In the entries below, render the stretch from the line containing "Q: Put a point on each instance of the reflection" through the line containing "x=677 y=397" as a Markdown table. Use the columns "Row" and "Line", number each line in order, and leave out blank lines.

+++

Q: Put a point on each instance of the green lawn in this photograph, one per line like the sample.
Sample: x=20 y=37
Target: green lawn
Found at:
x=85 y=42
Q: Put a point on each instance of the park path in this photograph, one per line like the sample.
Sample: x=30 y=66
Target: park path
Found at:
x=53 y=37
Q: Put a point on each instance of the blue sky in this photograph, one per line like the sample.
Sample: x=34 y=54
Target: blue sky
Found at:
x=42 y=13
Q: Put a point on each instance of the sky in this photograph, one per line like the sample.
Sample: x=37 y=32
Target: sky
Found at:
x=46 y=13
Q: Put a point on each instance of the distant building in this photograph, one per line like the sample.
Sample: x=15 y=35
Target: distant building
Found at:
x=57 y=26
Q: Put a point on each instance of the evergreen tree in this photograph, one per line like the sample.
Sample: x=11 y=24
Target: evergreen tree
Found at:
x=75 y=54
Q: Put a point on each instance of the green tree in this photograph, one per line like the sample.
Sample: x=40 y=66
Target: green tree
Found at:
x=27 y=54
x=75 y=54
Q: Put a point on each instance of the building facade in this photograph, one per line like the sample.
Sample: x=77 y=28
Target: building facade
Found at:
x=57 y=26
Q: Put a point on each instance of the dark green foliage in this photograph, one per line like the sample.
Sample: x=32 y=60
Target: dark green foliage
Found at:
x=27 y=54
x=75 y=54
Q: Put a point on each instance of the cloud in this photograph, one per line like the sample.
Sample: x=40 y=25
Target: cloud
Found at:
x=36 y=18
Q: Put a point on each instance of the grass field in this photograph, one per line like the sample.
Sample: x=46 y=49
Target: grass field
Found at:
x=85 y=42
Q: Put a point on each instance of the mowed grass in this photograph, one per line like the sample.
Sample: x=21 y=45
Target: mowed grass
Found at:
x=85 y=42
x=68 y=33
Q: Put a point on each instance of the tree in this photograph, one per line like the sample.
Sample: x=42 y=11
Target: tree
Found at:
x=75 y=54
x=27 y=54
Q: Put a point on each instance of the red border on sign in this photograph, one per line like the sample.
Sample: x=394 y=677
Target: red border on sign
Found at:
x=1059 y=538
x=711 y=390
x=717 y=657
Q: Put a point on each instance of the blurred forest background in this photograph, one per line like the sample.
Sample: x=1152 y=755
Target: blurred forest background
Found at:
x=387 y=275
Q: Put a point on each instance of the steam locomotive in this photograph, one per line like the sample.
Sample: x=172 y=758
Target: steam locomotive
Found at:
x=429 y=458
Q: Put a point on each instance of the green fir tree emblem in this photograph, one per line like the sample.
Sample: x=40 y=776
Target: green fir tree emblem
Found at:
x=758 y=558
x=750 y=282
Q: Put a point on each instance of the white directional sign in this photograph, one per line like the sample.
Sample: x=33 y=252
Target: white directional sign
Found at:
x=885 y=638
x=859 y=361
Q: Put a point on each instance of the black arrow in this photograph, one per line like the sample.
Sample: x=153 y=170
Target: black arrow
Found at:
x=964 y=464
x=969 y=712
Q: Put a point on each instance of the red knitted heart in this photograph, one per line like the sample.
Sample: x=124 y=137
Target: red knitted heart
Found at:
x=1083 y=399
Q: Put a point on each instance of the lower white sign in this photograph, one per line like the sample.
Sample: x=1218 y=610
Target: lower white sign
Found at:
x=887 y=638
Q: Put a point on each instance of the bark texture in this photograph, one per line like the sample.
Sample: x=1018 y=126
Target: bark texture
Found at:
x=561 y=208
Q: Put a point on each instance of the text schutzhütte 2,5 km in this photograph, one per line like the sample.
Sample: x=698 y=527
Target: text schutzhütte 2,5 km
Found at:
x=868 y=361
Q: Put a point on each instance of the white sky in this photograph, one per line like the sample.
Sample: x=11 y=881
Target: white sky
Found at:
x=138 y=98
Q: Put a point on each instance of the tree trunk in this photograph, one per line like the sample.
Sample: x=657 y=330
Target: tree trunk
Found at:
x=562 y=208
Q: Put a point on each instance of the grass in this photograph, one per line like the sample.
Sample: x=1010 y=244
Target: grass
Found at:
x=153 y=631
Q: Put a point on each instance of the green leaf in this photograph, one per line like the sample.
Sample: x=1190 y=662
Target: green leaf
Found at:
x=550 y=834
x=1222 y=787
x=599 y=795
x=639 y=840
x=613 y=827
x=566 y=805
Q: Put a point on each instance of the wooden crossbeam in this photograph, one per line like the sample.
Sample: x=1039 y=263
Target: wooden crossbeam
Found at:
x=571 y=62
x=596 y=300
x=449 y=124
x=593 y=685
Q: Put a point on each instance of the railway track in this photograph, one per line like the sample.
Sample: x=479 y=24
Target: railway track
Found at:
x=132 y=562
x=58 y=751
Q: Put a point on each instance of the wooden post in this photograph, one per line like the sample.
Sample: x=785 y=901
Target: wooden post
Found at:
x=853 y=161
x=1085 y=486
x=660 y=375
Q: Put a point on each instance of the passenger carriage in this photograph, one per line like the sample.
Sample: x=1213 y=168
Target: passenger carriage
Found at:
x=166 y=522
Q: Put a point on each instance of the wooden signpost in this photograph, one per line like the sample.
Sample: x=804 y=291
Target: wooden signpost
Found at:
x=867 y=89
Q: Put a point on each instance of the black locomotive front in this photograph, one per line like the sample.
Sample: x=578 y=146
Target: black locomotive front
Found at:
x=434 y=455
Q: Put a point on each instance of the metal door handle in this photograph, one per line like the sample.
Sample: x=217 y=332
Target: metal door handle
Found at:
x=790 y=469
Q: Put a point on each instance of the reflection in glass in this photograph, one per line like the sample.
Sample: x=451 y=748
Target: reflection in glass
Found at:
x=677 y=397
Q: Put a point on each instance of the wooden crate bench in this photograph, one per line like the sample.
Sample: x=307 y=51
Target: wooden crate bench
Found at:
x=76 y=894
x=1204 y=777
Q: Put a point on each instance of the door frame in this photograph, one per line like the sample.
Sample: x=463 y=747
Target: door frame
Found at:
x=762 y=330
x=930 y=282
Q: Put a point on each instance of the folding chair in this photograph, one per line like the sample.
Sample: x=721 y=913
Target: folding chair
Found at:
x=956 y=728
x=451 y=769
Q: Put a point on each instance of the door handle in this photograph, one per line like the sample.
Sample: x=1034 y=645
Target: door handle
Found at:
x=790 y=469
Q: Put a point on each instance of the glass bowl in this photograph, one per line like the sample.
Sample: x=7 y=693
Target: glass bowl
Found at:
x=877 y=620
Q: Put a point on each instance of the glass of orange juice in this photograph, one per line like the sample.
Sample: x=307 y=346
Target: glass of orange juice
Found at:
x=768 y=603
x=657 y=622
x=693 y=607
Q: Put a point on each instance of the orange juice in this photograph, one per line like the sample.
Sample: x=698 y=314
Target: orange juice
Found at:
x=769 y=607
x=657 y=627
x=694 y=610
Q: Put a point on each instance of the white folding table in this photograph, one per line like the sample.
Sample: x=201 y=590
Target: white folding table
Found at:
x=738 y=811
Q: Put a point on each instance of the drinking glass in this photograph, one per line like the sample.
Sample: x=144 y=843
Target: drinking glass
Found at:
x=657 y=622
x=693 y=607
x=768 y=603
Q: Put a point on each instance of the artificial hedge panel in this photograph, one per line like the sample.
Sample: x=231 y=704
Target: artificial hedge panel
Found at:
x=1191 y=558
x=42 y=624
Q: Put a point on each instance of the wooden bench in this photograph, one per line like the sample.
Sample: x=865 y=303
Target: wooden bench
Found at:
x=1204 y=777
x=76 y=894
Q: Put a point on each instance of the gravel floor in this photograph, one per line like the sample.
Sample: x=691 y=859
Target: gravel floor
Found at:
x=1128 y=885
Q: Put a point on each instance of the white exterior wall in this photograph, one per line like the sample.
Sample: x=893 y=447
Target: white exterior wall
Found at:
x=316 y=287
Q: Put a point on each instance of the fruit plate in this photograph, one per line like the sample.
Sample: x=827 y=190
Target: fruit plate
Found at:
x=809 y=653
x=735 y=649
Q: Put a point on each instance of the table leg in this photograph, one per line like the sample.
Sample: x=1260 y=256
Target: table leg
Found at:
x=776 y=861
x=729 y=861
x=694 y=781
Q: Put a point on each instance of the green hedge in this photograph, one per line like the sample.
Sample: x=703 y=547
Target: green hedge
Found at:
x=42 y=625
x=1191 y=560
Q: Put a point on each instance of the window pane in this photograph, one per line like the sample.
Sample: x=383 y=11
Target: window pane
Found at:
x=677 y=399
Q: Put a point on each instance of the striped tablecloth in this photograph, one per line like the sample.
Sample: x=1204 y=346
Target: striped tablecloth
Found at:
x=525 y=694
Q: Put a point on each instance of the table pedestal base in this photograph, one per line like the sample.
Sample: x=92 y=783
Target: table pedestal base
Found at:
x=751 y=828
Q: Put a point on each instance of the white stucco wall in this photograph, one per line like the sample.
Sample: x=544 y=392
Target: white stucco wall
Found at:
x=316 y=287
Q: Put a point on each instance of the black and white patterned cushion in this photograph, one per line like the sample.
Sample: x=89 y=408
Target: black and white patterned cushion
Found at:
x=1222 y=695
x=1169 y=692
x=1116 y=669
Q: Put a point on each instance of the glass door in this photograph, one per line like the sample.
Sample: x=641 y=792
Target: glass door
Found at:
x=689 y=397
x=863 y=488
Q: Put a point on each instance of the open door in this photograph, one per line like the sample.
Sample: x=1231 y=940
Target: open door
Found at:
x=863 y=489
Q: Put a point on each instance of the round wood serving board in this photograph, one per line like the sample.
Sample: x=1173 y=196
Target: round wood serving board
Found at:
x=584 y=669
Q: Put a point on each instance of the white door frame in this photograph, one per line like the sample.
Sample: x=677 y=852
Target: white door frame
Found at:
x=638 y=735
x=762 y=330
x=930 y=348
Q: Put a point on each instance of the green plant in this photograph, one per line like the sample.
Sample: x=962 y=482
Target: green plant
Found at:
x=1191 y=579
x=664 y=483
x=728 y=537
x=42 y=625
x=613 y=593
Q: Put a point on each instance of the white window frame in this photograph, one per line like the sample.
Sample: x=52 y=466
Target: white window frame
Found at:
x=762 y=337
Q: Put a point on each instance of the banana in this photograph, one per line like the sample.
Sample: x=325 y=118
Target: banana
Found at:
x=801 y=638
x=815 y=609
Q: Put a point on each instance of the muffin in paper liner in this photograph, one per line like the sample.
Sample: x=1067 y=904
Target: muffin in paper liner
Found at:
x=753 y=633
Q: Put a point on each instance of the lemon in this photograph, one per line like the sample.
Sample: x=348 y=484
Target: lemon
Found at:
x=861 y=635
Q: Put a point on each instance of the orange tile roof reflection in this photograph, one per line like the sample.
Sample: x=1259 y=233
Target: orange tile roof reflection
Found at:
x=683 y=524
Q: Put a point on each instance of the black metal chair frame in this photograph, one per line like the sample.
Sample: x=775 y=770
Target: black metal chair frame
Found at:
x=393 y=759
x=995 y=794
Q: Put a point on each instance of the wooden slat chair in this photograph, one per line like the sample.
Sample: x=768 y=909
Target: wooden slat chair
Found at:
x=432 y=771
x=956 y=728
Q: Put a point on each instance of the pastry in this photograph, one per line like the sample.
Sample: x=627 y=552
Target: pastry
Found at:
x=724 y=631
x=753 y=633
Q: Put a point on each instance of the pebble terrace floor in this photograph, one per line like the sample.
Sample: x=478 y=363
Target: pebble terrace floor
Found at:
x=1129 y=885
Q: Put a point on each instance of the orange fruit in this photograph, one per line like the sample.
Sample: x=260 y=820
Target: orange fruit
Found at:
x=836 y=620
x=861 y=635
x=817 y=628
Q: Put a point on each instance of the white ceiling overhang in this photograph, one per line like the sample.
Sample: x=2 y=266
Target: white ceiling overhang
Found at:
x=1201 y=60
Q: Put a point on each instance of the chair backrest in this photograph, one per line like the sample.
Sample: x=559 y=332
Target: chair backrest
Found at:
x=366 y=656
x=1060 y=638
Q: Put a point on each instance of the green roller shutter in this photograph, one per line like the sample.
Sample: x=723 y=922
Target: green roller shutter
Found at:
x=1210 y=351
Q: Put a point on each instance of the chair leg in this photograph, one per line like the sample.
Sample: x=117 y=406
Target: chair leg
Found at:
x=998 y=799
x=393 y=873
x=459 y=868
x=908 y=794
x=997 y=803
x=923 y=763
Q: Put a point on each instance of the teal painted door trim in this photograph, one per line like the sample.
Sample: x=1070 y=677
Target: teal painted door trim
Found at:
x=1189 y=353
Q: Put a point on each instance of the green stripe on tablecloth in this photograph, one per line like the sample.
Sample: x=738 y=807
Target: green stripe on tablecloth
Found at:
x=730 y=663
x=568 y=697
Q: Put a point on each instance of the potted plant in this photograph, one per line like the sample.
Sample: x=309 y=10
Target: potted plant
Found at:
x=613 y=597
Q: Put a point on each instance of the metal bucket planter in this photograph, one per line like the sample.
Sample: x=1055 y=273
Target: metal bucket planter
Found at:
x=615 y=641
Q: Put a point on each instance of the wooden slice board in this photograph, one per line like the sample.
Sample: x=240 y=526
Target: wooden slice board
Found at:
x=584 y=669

+++

▸ **EXERCISE RESPONSE**:
| Row | Line |
|---|---|
| 1 | Q: Put a point on each instance of the reflection in glass in this photograph, one per line like the sample. |
| 2 | Sample: x=451 y=748 |
| 3 | Target: reflection in glass |
| 4 | Found at: |
| 5 | x=677 y=397 |